■ Written instruction ■
Copy out the lines of the rows below, beginning at the line that contains "If you could tag the tree canopy" and stopping after the line that contains "<point>700,77</point>".
[START Records for this task]
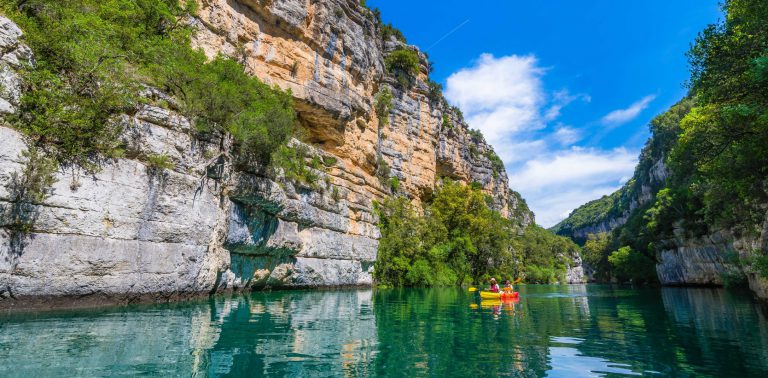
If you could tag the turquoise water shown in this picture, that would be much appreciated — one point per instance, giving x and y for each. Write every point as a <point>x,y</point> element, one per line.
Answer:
<point>553,331</point>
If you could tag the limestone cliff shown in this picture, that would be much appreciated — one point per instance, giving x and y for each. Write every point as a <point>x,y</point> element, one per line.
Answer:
<point>203,225</point>
<point>687,257</point>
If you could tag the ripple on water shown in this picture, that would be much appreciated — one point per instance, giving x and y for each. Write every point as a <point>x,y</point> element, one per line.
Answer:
<point>551,331</point>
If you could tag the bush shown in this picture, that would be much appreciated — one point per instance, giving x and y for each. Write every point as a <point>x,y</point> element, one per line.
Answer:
<point>160,162</point>
<point>383,105</point>
<point>476,136</point>
<point>92,59</point>
<point>403,64</point>
<point>447,122</point>
<point>629,264</point>
<point>497,165</point>
<point>388,31</point>
<point>394,184</point>
<point>458,238</point>
<point>26,190</point>
<point>435,94</point>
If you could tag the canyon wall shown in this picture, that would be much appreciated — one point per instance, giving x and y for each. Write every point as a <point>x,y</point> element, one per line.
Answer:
<point>202,225</point>
<point>684,258</point>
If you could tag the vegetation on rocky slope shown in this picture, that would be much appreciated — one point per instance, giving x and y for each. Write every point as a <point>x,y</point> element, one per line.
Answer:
<point>713,146</point>
<point>94,58</point>
<point>460,239</point>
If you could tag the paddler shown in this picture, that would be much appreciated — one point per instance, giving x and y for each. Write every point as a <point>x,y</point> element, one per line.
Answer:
<point>494,286</point>
<point>508,287</point>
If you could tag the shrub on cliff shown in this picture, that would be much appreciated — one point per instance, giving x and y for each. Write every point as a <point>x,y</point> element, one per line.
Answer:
<point>460,238</point>
<point>629,264</point>
<point>92,58</point>
<point>403,64</point>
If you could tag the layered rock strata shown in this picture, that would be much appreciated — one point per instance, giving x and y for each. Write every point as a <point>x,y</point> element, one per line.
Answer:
<point>202,225</point>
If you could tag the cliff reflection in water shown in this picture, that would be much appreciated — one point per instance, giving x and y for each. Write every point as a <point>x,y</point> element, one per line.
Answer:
<point>551,331</point>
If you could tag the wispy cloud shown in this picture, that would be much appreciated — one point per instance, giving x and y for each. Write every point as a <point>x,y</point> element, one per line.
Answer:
<point>559,181</point>
<point>622,116</point>
<point>506,99</point>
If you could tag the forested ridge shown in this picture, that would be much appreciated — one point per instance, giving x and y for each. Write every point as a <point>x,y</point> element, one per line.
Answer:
<point>705,165</point>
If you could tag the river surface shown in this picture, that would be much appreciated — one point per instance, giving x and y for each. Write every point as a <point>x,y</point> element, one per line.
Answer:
<point>552,331</point>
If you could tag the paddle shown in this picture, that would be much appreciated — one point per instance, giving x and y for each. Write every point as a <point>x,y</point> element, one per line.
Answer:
<point>513,283</point>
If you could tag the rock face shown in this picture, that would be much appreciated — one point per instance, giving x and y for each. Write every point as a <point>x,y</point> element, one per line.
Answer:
<point>682,260</point>
<point>204,226</point>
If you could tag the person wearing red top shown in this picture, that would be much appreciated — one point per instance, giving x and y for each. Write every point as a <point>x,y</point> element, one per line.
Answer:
<point>494,286</point>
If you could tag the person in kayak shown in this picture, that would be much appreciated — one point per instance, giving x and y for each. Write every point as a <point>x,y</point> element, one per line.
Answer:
<point>494,286</point>
<point>508,287</point>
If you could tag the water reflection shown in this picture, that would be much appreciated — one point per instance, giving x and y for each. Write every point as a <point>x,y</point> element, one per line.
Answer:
<point>551,331</point>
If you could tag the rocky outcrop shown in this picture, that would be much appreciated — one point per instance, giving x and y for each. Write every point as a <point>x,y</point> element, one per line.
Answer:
<point>201,225</point>
<point>685,258</point>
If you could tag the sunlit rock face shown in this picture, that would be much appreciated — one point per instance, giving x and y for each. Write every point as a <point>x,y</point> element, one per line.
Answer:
<point>205,226</point>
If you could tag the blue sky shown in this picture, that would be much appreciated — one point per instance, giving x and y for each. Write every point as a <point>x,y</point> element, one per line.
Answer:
<point>563,90</point>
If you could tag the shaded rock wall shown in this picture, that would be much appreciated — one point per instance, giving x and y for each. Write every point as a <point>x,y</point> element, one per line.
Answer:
<point>202,225</point>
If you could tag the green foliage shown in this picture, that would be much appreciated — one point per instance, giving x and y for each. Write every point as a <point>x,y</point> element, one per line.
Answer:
<point>26,190</point>
<point>382,168</point>
<point>335,194</point>
<point>383,105</point>
<point>221,97</point>
<point>435,94</point>
<point>394,184</point>
<point>160,162</point>
<point>290,162</point>
<point>403,64</point>
<point>629,264</point>
<point>473,152</point>
<point>476,135</point>
<point>447,122</point>
<point>497,165</point>
<point>543,256</point>
<point>595,254</point>
<point>92,59</point>
<point>458,113</point>
<point>458,238</point>
<point>665,128</point>
<point>721,156</point>
<point>329,161</point>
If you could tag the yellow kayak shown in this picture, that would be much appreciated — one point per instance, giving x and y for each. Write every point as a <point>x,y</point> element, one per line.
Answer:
<point>491,295</point>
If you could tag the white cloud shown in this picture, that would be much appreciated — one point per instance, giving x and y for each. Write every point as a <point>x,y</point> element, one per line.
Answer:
<point>566,135</point>
<point>499,96</point>
<point>555,185</point>
<point>621,116</point>
<point>506,99</point>
<point>561,99</point>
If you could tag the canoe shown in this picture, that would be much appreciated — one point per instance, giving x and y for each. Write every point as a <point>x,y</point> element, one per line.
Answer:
<point>490,295</point>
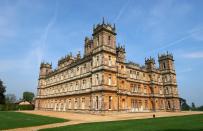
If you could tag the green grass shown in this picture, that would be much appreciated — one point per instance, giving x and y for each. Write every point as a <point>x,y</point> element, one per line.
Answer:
<point>10,120</point>
<point>179,123</point>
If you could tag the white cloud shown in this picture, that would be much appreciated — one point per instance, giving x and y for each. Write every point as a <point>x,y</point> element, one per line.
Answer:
<point>121,11</point>
<point>194,55</point>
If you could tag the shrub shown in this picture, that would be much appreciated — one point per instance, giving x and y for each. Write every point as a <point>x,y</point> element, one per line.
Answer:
<point>2,107</point>
<point>25,107</point>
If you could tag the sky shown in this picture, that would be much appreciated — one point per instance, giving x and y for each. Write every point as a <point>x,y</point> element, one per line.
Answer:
<point>32,31</point>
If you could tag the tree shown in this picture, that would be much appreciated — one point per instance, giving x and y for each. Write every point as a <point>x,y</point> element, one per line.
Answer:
<point>184,105</point>
<point>2,91</point>
<point>10,98</point>
<point>193,106</point>
<point>28,96</point>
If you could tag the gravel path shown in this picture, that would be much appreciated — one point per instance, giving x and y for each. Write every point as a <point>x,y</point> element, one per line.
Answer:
<point>77,118</point>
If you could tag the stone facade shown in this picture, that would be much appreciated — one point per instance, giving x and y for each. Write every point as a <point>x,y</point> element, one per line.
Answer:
<point>102,80</point>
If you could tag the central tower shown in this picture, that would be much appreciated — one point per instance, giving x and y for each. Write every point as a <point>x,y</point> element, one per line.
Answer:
<point>104,67</point>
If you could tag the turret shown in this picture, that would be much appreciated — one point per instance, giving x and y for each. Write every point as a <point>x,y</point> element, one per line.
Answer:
<point>120,52</point>
<point>104,34</point>
<point>166,61</point>
<point>150,63</point>
<point>88,46</point>
<point>45,69</point>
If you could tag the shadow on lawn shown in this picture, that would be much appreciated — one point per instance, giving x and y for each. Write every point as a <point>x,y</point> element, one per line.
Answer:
<point>182,130</point>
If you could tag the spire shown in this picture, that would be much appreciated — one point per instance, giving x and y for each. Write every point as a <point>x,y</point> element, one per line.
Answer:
<point>103,21</point>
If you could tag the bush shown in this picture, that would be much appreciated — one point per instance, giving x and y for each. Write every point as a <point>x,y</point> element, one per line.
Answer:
<point>10,107</point>
<point>13,107</point>
<point>2,108</point>
<point>25,107</point>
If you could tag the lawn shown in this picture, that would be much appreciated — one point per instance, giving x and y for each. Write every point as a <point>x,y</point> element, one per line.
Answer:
<point>178,123</point>
<point>10,120</point>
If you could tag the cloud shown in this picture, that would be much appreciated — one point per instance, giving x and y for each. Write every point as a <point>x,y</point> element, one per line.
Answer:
<point>181,39</point>
<point>121,11</point>
<point>194,55</point>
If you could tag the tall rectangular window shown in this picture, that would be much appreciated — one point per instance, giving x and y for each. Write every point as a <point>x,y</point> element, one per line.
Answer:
<point>97,102</point>
<point>110,102</point>
<point>110,79</point>
<point>110,63</point>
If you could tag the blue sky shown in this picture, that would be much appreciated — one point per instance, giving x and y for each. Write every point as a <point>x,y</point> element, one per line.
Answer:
<point>35,30</point>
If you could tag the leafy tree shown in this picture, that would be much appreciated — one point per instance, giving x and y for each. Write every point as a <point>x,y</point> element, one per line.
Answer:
<point>2,91</point>
<point>193,106</point>
<point>184,105</point>
<point>200,108</point>
<point>10,98</point>
<point>28,96</point>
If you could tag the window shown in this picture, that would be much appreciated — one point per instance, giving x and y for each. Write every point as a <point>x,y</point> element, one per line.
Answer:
<point>110,102</point>
<point>97,78</point>
<point>109,79</point>
<point>97,102</point>
<point>164,65</point>
<point>110,61</point>
<point>109,40</point>
<point>97,40</point>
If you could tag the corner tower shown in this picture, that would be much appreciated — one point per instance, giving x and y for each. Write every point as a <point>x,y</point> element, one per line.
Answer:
<point>166,67</point>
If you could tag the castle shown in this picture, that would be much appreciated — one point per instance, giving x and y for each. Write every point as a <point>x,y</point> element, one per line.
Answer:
<point>102,80</point>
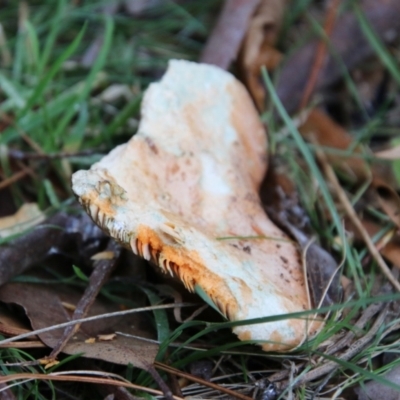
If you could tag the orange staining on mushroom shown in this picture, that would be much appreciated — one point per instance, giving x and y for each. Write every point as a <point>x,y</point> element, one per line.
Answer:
<point>190,176</point>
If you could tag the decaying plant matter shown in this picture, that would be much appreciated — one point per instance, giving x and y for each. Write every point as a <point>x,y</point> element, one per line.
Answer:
<point>183,193</point>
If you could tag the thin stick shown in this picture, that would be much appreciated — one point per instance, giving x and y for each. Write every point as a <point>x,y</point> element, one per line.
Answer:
<point>203,382</point>
<point>75,378</point>
<point>330,174</point>
<point>320,54</point>
<point>93,318</point>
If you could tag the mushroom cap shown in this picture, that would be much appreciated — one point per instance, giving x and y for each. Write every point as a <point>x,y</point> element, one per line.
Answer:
<point>183,193</point>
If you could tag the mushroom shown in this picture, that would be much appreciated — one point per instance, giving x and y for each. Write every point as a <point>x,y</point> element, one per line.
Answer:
<point>183,194</point>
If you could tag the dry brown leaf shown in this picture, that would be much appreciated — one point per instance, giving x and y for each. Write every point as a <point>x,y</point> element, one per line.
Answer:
<point>122,350</point>
<point>319,128</point>
<point>389,154</point>
<point>258,46</point>
<point>378,390</point>
<point>26,217</point>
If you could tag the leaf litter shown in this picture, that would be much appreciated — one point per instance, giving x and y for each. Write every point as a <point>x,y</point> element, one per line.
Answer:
<point>353,159</point>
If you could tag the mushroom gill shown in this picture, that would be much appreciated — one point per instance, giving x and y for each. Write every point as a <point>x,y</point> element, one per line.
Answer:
<point>183,194</point>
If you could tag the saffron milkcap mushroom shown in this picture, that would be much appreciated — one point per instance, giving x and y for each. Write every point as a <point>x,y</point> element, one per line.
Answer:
<point>183,194</point>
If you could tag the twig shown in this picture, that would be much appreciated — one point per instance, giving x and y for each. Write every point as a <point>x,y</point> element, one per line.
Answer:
<point>99,276</point>
<point>320,54</point>
<point>355,348</point>
<point>21,155</point>
<point>192,378</point>
<point>224,42</point>
<point>76,378</point>
<point>355,220</point>
<point>14,178</point>
<point>93,318</point>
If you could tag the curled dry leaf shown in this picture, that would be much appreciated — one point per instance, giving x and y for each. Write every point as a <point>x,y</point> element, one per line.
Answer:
<point>122,350</point>
<point>258,46</point>
<point>189,178</point>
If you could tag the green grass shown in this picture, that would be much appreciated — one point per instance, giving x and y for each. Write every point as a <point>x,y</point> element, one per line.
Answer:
<point>50,103</point>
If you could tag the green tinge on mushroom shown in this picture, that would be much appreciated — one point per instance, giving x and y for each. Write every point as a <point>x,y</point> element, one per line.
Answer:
<point>189,176</point>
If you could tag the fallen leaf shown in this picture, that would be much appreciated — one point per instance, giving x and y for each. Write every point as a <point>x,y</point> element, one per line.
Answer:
<point>208,208</point>
<point>76,236</point>
<point>122,350</point>
<point>319,128</point>
<point>383,17</point>
<point>258,47</point>
<point>25,218</point>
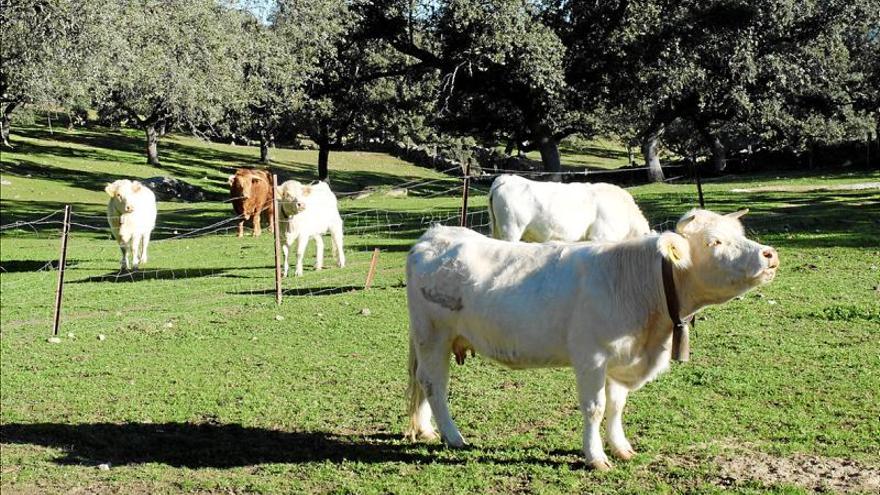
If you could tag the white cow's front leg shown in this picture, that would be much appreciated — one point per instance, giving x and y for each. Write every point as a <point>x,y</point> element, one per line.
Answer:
<point>124,264</point>
<point>591,395</point>
<point>319,257</point>
<point>301,243</point>
<point>288,241</point>
<point>615,399</point>
<point>144,243</point>
<point>433,376</point>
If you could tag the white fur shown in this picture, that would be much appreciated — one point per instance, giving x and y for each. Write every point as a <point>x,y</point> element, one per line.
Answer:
<point>308,212</point>
<point>598,308</point>
<point>522,209</point>
<point>131,214</point>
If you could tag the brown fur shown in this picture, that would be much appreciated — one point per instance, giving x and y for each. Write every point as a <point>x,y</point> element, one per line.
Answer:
<point>257,185</point>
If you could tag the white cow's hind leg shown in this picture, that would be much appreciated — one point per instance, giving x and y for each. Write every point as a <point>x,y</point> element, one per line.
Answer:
<point>591,395</point>
<point>285,246</point>
<point>319,257</point>
<point>144,245</point>
<point>419,410</point>
<point>433,375</point>
<point>336,243</point>
<point>615,399</point>
<point>135,251</point>
<point>124,264</point>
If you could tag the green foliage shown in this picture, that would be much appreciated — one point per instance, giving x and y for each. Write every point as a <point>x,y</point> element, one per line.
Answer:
<point>228,398</point>
<point>167,61</point>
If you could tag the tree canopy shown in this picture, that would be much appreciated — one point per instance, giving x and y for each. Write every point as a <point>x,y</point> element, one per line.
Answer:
<point>700,77</point>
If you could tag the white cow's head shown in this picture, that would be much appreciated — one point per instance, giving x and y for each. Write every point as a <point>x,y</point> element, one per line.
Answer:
<point>295,194</point>
<point>122,194</point>
<point>723,263</point>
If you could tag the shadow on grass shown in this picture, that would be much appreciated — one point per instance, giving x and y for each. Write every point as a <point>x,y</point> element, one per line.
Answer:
<point>21,266</point>
<point>180,160</point>
<point>210,445</point>
<point>303,291</point>
<point>163,274</point>
<point>204,445</point>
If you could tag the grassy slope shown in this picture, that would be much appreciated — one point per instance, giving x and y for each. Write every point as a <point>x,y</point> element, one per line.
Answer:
<point>200,386</point>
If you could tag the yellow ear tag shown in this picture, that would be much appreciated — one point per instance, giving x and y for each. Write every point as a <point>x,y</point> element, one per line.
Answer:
<point>673,254</point>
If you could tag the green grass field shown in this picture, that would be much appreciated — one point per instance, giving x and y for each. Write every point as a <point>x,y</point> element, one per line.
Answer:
<point>203,384</point>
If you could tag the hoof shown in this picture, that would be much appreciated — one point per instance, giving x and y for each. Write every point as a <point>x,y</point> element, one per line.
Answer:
<point>625,454</point>
<point>600,465</point>
<point>455,443</point>
<point>421,436</point>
[END Records for this task]
■ Task output ■
If you could tag the tree canopy shown in this picture, that would be much appreciated — one point per instance, giving x and y for each. Write every point as a <point>x,y</point> element, one per line.
Answer:
<point>700,77</point>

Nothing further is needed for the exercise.